◆ **Brief 1**:
According to the case study on Jennifer Momsen's General Biology II course, how many students are typically in each section?
◆ **Brief 2**:
Write the next part of the case study on Jennifer Momsen's standards-based biology course, starting after its last sentence.

◆ **Extracted text**:
· · · ·

This week, we’re back with another case study from our upcoming book, “Grading for Growth.” This case study is one answer to a common question: How can I use alternative grading in a big class?

As always, please leave us feedback about this case study in the comments. Do you find it helpful? Is there something more you’d like to know? What could make it better?

Jennifer Momsen is a professor of Biological Sciences at North Dakota State University, a large state university with high research expectations. She regularly teaches General Biology II, a survey course “focused on biological information flow, exchange, and storage.” It is taken by biology majors as well as other life science majors, and is a prerequisite for most upper level Biology courses.

General Biology II typically has 135 students in each section. Momsen teaches it in a highly structured, activity-based format. She has two or three “learning assistants” who provide students with feedback during class activities, although they do not assist with grading.

Momsen’s course is entirely standards-based. She uses a relatively small list of 15 standards that are grouped into related categories. For example:

1. Explain how genetic information is stored in living systems.

(1a) Use a model or series of models to illustrate the structures of DNA and RNA.

(1b) Create a model to illustrate the relationships among DNA, chromosome, gene, and allele.

7. Explain how biological information is communicated using chemical, electrical, and/or behavioral signals to elicit biological responses within and between individuals.

(7a) Construct a model based on evidence to explain how living systems use communication to acquire and exchange information about their environment.

(7b) Use evidence to produce a model or series of models that illustrate the core components of communication (signal/reception/feedback) and how these components of communication impact biological function at different biological levels (within an individual, within and between species).

In these examples, statements 1a, 1b, 7a, and 7b are the standards that are actually assessed.

Momsen emphasizes that figuring out a good list of standards is hard, and that her list is still evolving. Several colleagues helped her develop Momsen’s standards, beginning with the Next Generation Science Standards as a starting point. She especially recommends taking advantage of colleagues and others in your discipline for support when first creating a list of standards. Momsen developed these standards, as well as the example activity and assessment below, along with her colleague Tim Greives, who is an associate professor in the Biology department.

There are also “syllabus repositories” for some disciplines that contain examples of course designs and lists of standards for commonly taught courses.1 These are excellent places to begin when creating your own list of standards.

Momsen describes her overall goal for assessments this way:

[M]y focus was on creating opportunities for failure followed by success. This meant really coupling formative assessment with feedback. In addition, I incorporated many ways for students to retest each standard, whether in writing or verbally during office hours.

· · · ·

◆ **Provided data**:
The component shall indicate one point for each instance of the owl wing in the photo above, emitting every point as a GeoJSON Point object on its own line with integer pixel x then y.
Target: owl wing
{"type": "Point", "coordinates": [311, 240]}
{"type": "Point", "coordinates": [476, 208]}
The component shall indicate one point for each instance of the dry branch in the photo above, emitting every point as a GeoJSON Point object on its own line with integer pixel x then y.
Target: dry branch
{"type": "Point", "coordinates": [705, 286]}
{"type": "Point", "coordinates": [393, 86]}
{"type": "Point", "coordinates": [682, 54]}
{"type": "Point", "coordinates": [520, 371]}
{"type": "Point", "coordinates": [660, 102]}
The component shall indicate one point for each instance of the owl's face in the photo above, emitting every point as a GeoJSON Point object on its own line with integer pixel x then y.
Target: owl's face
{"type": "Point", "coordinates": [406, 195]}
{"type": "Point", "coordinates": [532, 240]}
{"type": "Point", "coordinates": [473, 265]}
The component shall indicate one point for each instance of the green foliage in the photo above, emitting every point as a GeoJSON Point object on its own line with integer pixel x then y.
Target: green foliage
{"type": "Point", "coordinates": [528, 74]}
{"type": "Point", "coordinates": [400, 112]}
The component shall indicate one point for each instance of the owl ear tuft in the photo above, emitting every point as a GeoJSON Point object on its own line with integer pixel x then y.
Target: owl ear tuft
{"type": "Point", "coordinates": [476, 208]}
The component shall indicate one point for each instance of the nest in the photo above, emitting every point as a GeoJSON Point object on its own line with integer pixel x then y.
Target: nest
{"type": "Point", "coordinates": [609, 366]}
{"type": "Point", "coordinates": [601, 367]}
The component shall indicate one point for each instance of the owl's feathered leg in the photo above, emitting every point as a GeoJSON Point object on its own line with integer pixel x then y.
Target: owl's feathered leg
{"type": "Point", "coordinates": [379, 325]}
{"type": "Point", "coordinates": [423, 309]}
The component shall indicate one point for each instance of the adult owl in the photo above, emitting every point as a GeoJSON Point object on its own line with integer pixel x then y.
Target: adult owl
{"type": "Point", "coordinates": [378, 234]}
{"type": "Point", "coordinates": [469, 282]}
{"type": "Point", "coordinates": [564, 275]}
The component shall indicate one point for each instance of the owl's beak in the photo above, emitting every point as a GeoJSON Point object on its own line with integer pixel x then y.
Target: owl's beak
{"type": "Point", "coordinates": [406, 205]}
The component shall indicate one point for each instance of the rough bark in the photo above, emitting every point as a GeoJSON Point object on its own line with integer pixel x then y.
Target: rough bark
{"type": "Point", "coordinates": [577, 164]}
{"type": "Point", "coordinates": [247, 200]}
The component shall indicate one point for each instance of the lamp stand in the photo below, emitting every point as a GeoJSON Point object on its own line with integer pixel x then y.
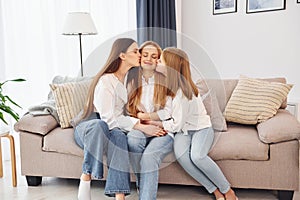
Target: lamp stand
{"type": "Point", "coordinates": [81, 65]}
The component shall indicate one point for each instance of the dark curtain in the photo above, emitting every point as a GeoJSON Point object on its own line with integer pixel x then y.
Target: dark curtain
{"type": "Point", "coordinates": [156, 20]}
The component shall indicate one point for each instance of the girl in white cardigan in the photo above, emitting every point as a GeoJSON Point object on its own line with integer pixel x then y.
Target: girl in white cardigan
{"type": "Point", "coordinates": [194, 134]}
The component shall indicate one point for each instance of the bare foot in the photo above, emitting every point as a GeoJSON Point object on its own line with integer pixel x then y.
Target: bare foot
{"type": "Point", "coordinates": [219, 195]}
{"type": "Point", "coordinates": [230, 195]}
{"type": "Point", "coordinates": [85, 177]}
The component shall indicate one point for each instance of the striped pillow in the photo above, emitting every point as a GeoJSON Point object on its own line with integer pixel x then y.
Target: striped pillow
{"type": "Point", "coordinates": [254, 101]}
{"type": "Point", "coordinates": [69, 98]}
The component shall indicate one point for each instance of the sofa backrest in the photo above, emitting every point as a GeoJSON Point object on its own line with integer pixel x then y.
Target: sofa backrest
{"type": "Point", "coordinates": [223, 89]}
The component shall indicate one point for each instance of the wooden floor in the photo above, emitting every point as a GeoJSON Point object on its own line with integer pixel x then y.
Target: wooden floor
{"type": "Point", "coordinates": [66, 189]}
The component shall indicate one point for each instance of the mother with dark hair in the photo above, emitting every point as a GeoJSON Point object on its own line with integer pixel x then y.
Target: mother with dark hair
{"type": "Point", "coordinates": [107, 97]}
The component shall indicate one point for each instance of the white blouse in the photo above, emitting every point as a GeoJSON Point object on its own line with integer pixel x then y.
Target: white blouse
{"type": "Point", "coordinates": [110, 98]}
{"type": "Point", "coordinates": [187, 115]}
{"type": "Point", "coordinates": [147, 99]}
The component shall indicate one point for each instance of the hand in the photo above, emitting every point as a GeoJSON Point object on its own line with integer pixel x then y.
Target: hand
{"type": "Point", "coordinates": [152, 122]}
{"type": "Point", "coordinates": [142, 115]}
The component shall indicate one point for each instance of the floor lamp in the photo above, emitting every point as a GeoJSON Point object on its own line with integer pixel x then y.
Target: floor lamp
{"type": "Point", "coordinates": [79, 23]}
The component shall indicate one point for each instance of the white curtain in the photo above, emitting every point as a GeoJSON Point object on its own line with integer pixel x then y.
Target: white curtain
{"type": "Point", "coordinates": [32, 45]}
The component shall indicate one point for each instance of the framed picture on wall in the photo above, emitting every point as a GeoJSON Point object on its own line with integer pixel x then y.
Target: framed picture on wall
{"type": "Point", "coordinates": [254, 6]}
{"type": "Point", "coordinates": [224, 6]}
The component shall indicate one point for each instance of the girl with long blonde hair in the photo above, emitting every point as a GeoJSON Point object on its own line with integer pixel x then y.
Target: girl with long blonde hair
{"type": "Point", "coordinates": [148, 100]}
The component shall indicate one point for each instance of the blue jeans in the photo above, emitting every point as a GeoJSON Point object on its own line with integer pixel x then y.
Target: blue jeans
{"type": "Point", "coordinates": [191, 152]}
{"type": "Point", "coordinates": [96, 140]}
{"type": "Point", "coordinates": [146, 155]}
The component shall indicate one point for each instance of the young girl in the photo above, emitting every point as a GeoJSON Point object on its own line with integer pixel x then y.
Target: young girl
{"type": "Point", "coordinates": [108, 97]}
{"type": "Point", "coordinates": [148, 101]}
{"type": "Point", "coordinates": [194, 134]}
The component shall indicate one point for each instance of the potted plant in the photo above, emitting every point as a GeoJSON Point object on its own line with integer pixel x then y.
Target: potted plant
{"type": "Point", "coordinates": [6, 100]}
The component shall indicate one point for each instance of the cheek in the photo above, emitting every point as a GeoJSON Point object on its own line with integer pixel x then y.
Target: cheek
{"type": "Point", "coordinates": [162, 69]}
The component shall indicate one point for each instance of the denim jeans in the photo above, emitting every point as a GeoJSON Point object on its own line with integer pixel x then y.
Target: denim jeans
{"type": "Point", "coordinates": [191, 152]}
{"type": "Point", "coordinates": [146, 155]}
{"type": "Point", "coordinates": [96, 140]}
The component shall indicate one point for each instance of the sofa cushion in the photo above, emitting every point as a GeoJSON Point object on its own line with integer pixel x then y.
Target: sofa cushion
{"type": "Point", "coordinates": [254, 101]}
{"type": "Point", "coordinates": [239, 142]}
{"type": "Point", "coordinates": [62, 141]}
{"type": "Point", "coordinates": [41, 124]}
{"type": "Point", "coordinates": [210, 102]}
{"type": "Point", "coordinates": [282, 127]}
{"type": "Point", "coordinates": [70, 98]}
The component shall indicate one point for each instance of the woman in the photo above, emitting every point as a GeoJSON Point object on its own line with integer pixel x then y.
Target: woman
{"type": "Point", "coordinates": [194, 134]}
{"type": "Point", "coordinates": [148, 101]}
{"type": "Point", "coordinates": [108, 97]}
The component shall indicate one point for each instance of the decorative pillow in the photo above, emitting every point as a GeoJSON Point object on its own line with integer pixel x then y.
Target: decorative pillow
{"type": "Point", "coordinates": [41, 124]}
{"type": "Point", "coordinates": [254, 101]}
{"type": "Point", "coordinates": [282, 127]}
{"type": "Point", "coordinates": [70, 98]}
{"type": "Point", "coordinates": [210, 102]}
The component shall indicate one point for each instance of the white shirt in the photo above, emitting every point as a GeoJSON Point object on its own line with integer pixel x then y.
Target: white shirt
{"type": "Point", "coordinates": [147, 99]}
{"type": "Point", "coordinates": [110, 98]}
{"type": "Point", "coordinates": [187, 114]}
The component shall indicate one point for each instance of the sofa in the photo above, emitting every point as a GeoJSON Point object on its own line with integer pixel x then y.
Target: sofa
{"type": "Point", "coordinates": [263, 155]}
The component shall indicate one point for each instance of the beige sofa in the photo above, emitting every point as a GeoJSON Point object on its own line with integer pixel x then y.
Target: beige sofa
{"type": "Point", "coordinates": [263, 156]}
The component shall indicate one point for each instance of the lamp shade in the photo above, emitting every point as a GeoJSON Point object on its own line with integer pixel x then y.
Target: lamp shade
{"type": "Point", "coordinates": [79, 23]}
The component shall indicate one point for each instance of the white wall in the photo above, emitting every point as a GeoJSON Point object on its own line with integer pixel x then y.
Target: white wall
{"type": "Point", "coordinates": [257, 45]}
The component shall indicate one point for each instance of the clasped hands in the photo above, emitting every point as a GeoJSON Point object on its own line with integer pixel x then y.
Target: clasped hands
{"type": "Point", "coordinates": [153, 127]}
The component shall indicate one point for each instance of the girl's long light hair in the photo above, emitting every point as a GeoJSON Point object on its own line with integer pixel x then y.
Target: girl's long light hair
{"type": "Point", "coordinates": [112, 64]}
{"type": "Point", "coordinates": [178, 72]}
{"type": "Point", "coordinates": [134, 86]}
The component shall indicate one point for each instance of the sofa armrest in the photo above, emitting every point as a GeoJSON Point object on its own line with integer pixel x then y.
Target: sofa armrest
{"type": "Point", "coordinates": [282, 127]}
{"type": "Point", "coordinates": [42, 124]}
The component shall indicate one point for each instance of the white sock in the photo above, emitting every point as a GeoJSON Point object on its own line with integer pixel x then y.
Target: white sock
{"type": "Point", "coordinates": [84, 190]}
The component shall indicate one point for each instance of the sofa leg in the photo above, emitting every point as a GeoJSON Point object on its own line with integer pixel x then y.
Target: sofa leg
{"type": "Point", "coordinates": [285, 195]}
{"type": "Point", "coordinates": [34, 180]}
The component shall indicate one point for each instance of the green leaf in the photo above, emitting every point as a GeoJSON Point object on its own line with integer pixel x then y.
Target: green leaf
{"type": "Point", "coordinates": [9, 99]}
{"type": "Point", "coordinates": [2, 118]}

· · · ·

◆ **Answer area 1**:
135 students

◆ **Answer area 2**:
Students complete in-class activities in small, permanently assigned groups. They submit a group paper for feedback. This is purely formative feedback, and provides students with their first opportunity to practice with new ideas. Momsen recommends this approach for giving feedback in large classes: “I can give feedback on 45 papers from one class period to the next, but I can’t do that for 135 individual students.” Students have time in class to review their group’s feedback, and Momsen also gives overall feedback from group activities in class.

Here’s an example of one part of an in-class formative activity that addresses standard 7a, which we saw above. After a pre-class video lecture about biological information and feedback systems, students see a specific example related to chin coloration in one species of lizard.

Activity 2. Building a model of communication

Create a model that describes how biological information within a male lizard is communicated to melanin-producing cells

In this case:

• What cell is the emitter/sender?

• What cell is the receiver? What is the receptor?

• What is the signal?

• What biological change induced by the receiver cell?

Use your responses to the above questions to create a model.

This is followed up with additional activities that involve extending the model in specific ways, and using it to make predictions.

Students also have purely formative weekly homework – sometimes in the form of a short quiz, or some extended-response items, all posted on a learning management system. Momsen provides a rubric or answer key so that students can self-assess after completing the homework. After attempting these, students fill out a short reflection form (similar to what we read about in Joshua Bowman’s SBG Calculus 1). Again, only completion of the reflections matters. Momsen uses these reflections for whole-class feedback:

With [over] 100 students, I did not provide feedback individually, but would review the responses and then process globally in class the next class period (e.g., I noticed a lot of folks struggling here, let's pause and talk about that).

Momsen’s only summative assessments are take-home “problem sets” (in particular, there are no traditional in-class timed exams or quizzes). There are four or five problem sets, which are assigned every few weeks on a schedule clearly communicated in the syllabus. Each item on the problem set is a detailed and authentic question that is aligned with one of the standards. Each standard is graded for proficiency: “Met” or “Not yet met” based on all relevant work on the problem set. Problem sets each cover four standards, with a mix of new and repeated standards. As newer standards are added to problem sets, older ones “fall off.” 

Here is an example of a question from a problem set. This assesses standard 7a, which we saw above. The question is similar to–but in a different context from–the previous in-class activity example. The overall goal is to provide a deep and authentic assessment of the standard, and so the question is detailed and involves each part of the standard.

Students were earlier provided background information about the FOXP2 gene and animal vocalizations, which isn’t reproduced here.

Rodents can make vocalizations that humans can hear, such as a squeal. But they also can communicate during social interactions using ultrasonic vocalizations - vocalizations at a frequency higher than the human ear is capable of hearing. Sex differences in vocal communication, similar to observations in songbirds, are observed In rats, with adult male rats eliciting a typical type of ultrasonic vocalizations not observed in females.

As noted elsewhere in this Problem Set, FOXP2 is involved in the development and neural control of vocalizations in a broad spectrum of species, including rodents. In humans it is linked to human speech and language disorders. In rats, FOXP2 has been related to sex-specific vocalizations, like the male-typical ultrasonic vocalizations. FOXP2 expression in neurons in the brain is greater in males than females. Further, recent research demonstrated that FOXP2 is a target of activated androgen receptors (i.e. specialized receptors that bind androgens such as testosterone and di-hydrotestoterone) (Bower et al., 2014).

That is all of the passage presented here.